DIRECTIONS - Will you quote only the lines starting at the one that contains "Target: wooden fence" and ending with the last line of the listing below, inclusive?

RECORD EXCERPTS -
"""
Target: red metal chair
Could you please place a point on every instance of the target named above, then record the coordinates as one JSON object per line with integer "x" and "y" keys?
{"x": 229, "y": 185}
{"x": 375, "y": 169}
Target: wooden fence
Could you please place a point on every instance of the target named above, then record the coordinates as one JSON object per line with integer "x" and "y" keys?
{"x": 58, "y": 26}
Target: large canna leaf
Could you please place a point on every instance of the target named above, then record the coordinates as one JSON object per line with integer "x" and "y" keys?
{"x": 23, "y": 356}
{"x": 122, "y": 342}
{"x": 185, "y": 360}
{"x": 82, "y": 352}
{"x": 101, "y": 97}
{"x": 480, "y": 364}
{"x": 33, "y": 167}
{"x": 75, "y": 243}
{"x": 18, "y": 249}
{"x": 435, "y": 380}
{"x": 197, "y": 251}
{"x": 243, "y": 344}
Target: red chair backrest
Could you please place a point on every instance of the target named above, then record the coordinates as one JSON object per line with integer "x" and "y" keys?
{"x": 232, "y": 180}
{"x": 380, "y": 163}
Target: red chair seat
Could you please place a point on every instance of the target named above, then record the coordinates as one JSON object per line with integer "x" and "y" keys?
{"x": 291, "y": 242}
"""
RESULT -
Target: wooden fence
Could you please place a point on every instance of the target named above, then record the coordinates as one JSON object per line with integer "x" and "y" keys?
{"x": 58, "y": 26}
Target: large canna leaf
Could you please place a point on every instance of the target named above, then record the coordinates as one JSON object per line with integer "x" and "y" keys?
{"x": 23, "y": 356}
{"x": 122, "y": 342}
{"x": 185, "y": 360}
{"x": 82, "y": 352}
{"x": 101, "y": 97}
{"x": 480, "y": 364}
{"x": 33, "y": 167}
{"x": 75, "y": 243}
{"x": 18, "y": 249}
{"x": 435, "y": 380}
{"x": 197, "y": 251}
{"x": 243, "y": 344}
Target: red chair backrest
Could you please place a point on every instance of the target named above, then record the coordinates as one JSON object per line with integer "x" and "y" keys?
{"x": 232, "y": 180}
{"x": 380, "y": 163}
Target: red chair seat
Could you please place a point on every instance of the target named above, then record the coordinates as one JSON object per line with integer "x" and "y" keys?
{"x": 291, "y": 242}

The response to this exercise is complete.